◆ EXTRACTED DATA:
----------
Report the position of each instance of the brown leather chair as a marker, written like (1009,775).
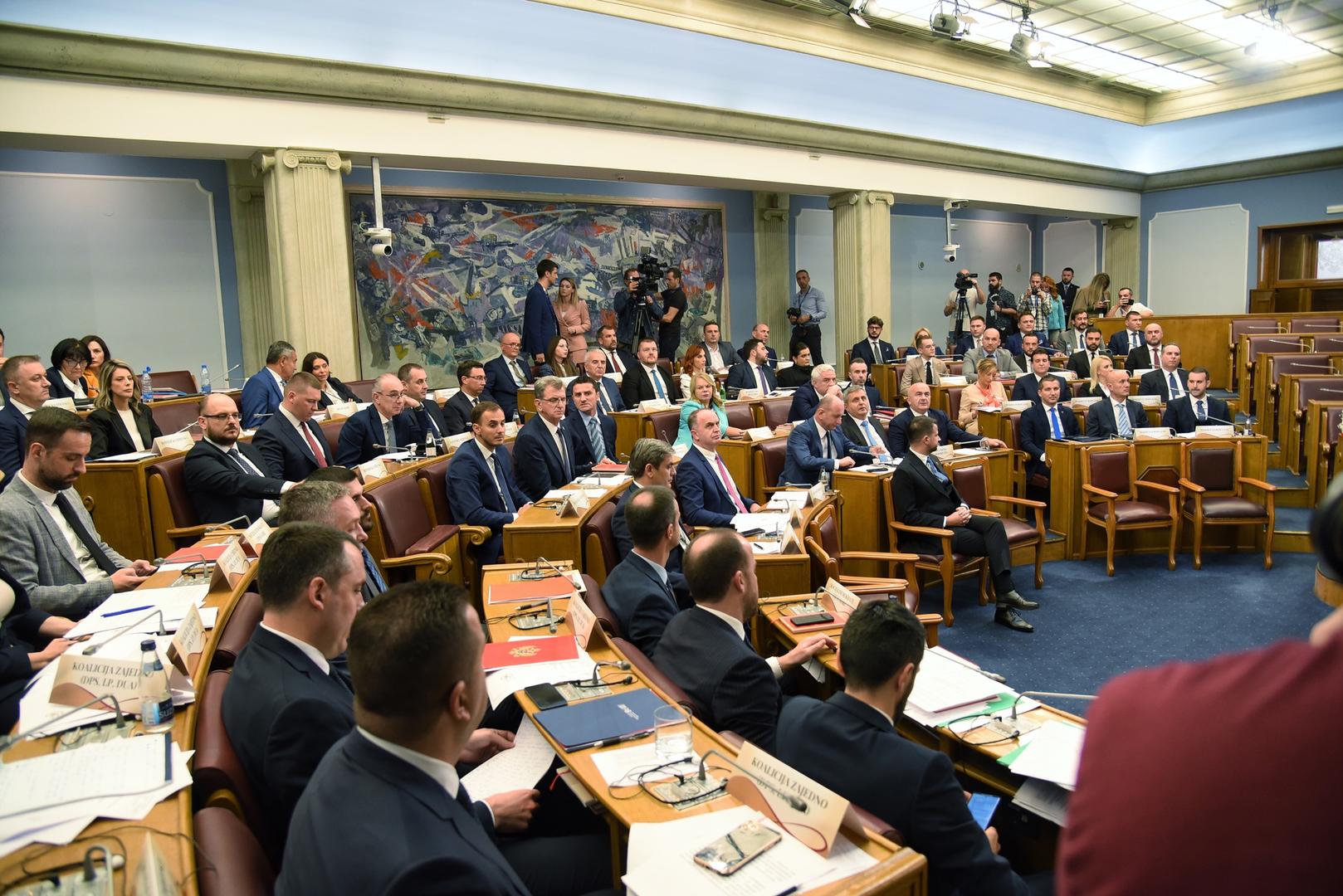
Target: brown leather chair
(228,857)
(975,488)
(1111,488)
(599,551)
(947,563)
(1213,494)
(238,631)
----------
◆ WHAT THE EXERCISE ASKS: Transcribe the listing above verbatim. Omit the pictures.

◆ EXERCISE ANSWER:
Report the position of each instance of the brown leather chair as a marker, written like (1009,775).
Target: brown leather chair
(228,857)
(975,488)
(1111,488)
(599,551)
(947,563)
(1213,494)
(238,631)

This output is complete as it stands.